(Excerpts from point annotation data)
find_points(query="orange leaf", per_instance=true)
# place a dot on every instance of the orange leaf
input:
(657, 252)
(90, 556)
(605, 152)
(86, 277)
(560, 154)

**GIVEN EXERCISE**:
Please rewrite every line of the data above, adding -55 to each coordinate in the answers and leaving all other lines unchanged.

**WRITTEN ANSWER**:
find_points(query="orange leaf", per_instance=true)
# place a dot on every instance of the orange leaf
input:
(602, 197)
(35, 501)
(550, 97)
(31, 222)
(505, 99)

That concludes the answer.